» **RECORDS**
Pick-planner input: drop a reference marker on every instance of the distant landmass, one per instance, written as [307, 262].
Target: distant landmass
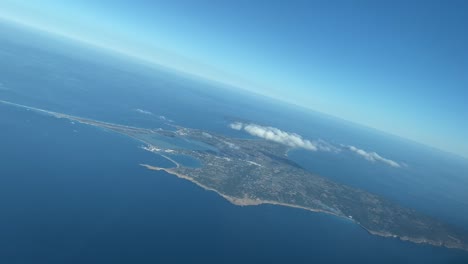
[254, 172]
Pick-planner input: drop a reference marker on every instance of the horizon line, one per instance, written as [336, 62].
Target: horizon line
[138, 57]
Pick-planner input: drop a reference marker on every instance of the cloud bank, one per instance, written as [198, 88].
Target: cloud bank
[141, 111]
[274, 134]
[373, 156]
[296, 141]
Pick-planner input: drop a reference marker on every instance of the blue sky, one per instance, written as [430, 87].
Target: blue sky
[398, 66]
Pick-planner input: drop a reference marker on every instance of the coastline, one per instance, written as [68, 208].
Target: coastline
[252, 202]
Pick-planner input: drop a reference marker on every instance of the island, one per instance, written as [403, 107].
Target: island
[255, 171]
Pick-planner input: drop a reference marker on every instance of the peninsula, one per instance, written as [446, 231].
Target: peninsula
[253, 172]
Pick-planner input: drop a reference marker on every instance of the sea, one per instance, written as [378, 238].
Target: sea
[72, 193]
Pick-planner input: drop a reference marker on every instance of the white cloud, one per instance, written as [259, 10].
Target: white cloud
[274, 134]
[296, 141]
[141, 111]
[373, 156]
[236, 126]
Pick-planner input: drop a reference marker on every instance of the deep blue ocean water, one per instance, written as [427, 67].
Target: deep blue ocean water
[70, 193]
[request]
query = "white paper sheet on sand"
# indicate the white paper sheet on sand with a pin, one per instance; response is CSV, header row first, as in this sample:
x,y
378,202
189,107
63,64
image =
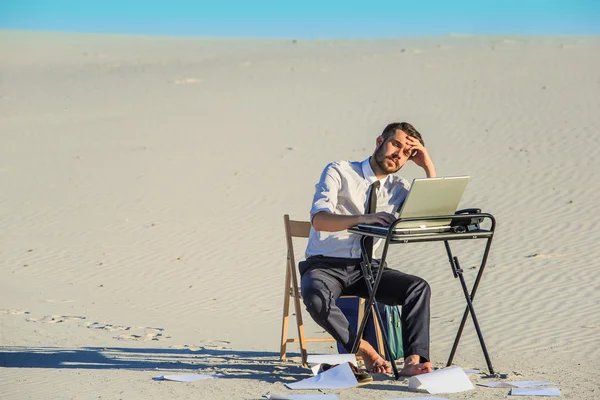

» **DIRECTIVE**
Reproduce every line of the records above word for word, leaving out the pictures.

» **OUTPUT BELOW**
Pick-planner input: drop a reference marker on every instance of the distant landmass, one per instance, written as [307, 262].
Target: distant landmass
[254, 172]
Pick-planner input: drop a reference marker on every instance of the horizon line, one per instance, written as [336, 62].
Target: horizon line
[138, 57]
Pick-planner input: drop a reference marker on every instance of the cloud bank, one per instance, written as [198, 88].
Target: cloud bank
[141, 111]
[274, 134]
[373, 156]
[296, 141]
Pick-planner input: drop a reference marker on every instance of the blue sky, one per instance, written as [430, 87].
Target: blue sky
[398, 66]
Pick-planner input: drop a reference marker on every instance of the coastline, one per instance, written as [68, 208].
Target: coastline
[252, 202]
Pick-planner input: drop a reference marker on every instance of the island, one per instance, written as [403, 107].
Target: island
[255, 171]
Pick-planner input: drop a reference marker on every instance of the peninsula, one per instance, written as [446, 231].
Target: peninsula
[253, 172]
Pick-planner input: drop a reference marker on every instance of the sea, one per instance, written as [378, 238].
Target: sea
[72, 193]
Pick-planner input: drop a reference marker on every instance of the white cloud, one per instance, written as [259, 10].
Target: white cloud
[274, 134]
[296, 141]
[141, 111]
[373, 156]
[236, 126]
Pick-planner input: drop a reference marker on every instance of the deep blue ocean water, one per instance, written as [427, 67].
Target: deep blue ocean water
[70, 193]
[request]
query = "white paper sheet on sand"
# indicate the white paper sheet on sand with a pin, one per instance; response is CSV, header row first, as in this sample:
x,y
378,202
189,107
63,64
image =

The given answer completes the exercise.